Copy out each line below that contains the word "steering".

Data for this exercise:

start

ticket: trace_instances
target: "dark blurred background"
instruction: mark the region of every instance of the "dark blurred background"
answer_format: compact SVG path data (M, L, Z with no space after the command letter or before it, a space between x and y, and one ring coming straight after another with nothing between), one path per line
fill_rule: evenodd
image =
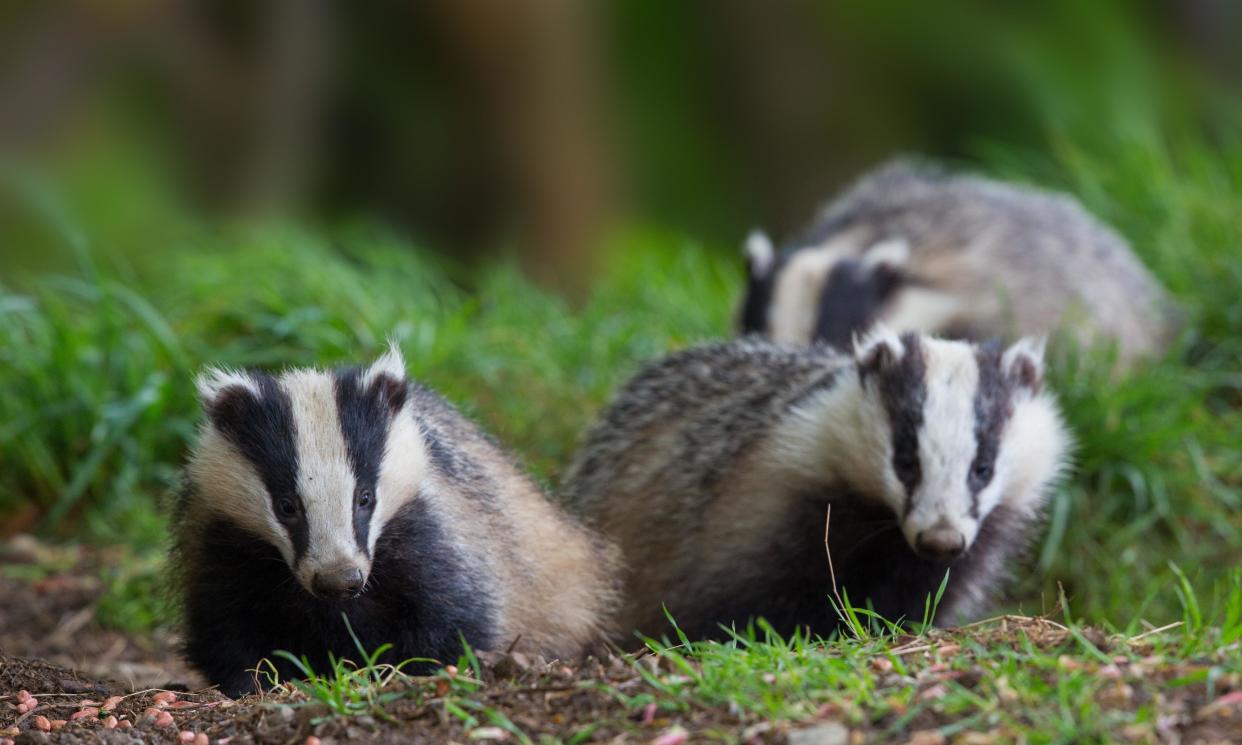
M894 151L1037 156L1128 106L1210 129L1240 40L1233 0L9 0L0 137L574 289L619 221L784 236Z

end
start

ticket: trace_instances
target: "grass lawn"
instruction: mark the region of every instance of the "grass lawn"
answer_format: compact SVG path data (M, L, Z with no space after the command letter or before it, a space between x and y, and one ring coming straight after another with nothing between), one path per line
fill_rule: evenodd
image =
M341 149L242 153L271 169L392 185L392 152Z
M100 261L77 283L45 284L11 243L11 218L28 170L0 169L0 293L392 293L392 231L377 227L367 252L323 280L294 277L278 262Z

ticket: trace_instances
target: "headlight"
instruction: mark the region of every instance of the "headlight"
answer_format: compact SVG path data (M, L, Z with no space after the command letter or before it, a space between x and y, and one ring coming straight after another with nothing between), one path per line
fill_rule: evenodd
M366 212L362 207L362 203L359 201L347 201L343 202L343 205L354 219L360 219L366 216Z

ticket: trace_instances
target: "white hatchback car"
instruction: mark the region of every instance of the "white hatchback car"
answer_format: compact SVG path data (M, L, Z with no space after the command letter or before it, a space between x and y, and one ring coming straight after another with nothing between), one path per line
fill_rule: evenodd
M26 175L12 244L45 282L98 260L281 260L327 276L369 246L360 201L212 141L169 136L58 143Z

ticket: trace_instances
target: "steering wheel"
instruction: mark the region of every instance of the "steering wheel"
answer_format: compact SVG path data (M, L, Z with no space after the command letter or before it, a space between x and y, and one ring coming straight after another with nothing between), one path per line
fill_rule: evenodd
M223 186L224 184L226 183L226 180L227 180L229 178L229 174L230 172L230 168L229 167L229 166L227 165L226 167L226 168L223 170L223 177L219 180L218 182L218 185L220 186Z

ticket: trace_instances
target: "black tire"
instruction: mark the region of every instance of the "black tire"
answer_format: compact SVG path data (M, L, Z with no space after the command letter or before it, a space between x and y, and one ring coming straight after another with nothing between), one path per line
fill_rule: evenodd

end

Solved exercise:
target: "steering wheel"
instruction: mark the region of every instance of the "steering wheel"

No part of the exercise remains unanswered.